Likewise, by substituting Eq. (24) and (27) into Eq. (26), the boundary conditions can be stated as below:

$$\begin{array}{*{20}l} {{\text{Clamped}}\,\left( {\text{C}} \right){\text{:}}\;U = V = W = 0,\;X = \Theta = 0,} \hfill \\ {{\text{Simply}}\,{\text{Supported}}\,\left( {\text{S}} \right){\text{:}}} \hfill \\ {A_{{11}} U^{\prime} + \frac{{A_{{12}} \sin \alpha }}{r}U = 0,\;V = W = 0,\;D_{{11}} X^{\prime} + \frac{{D_{{12}} \sin \alpha }}{r}X = 0,\;\Theta = 0,} \hfill \\ {Free\,\left( F \right):} \hfill \\ {A_{{11}} U^{\prime} + \frac{{A_{{12}} \sin \alpha }}{r}U + \frac{{nA_{{12}} }}{r}V + \frac{{A_{{12}} \cos \alpha }}{r}W = 0,\; - \frac{n}{r}U - \frac{{\sin \alpha }}{r}V + V^{\prime} = 0,} \hfill \\ {W^{\prime} + X = 0,\;D_{{11}} X^{\prime} + \frac{{D_{{12}} \sin \alpha }}{r}X + \frac{{nD_{{12}} }}{r}\Theta = 0,\; - \frac{n}{r}X + \Theta ^{\prime} - \frac{{\sin \alpha }}{r}\Theta = 0.} \hfill \\ \end{array}$$

(29)

DATASET EXTRACT →
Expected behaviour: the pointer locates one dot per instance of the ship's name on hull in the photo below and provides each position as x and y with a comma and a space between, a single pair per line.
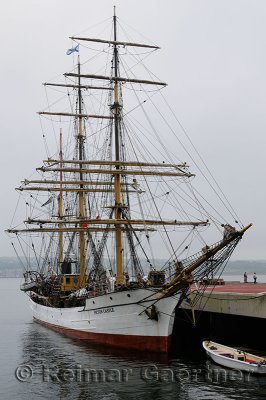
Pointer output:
104, 310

TASK OBJECTIVE → Please carry on the boundary-condition text from its final line. The data stands apart from the boundary-condition text.

THE ANSWER →
Solution methodology

In the current section, the DQM is employed as a well-accepted and well-known numerical approach to provide an approximate solution for the set of the governing Eqs. (28) with any combination of the boundary conditions (29) at both ends of the shell (x = 0,L). Based on the main idea in the DQM, each derivative of a function like P(x) can be estimated in terms of the weighted sum of its values at a set of grid points as below:

$$\left\{ {\frac{{d^{k} P}}{{dx^{k} }}} \right\} = \left[ {F^{\left( k \right)} } \right]\left\{ P \right\},$$

(30)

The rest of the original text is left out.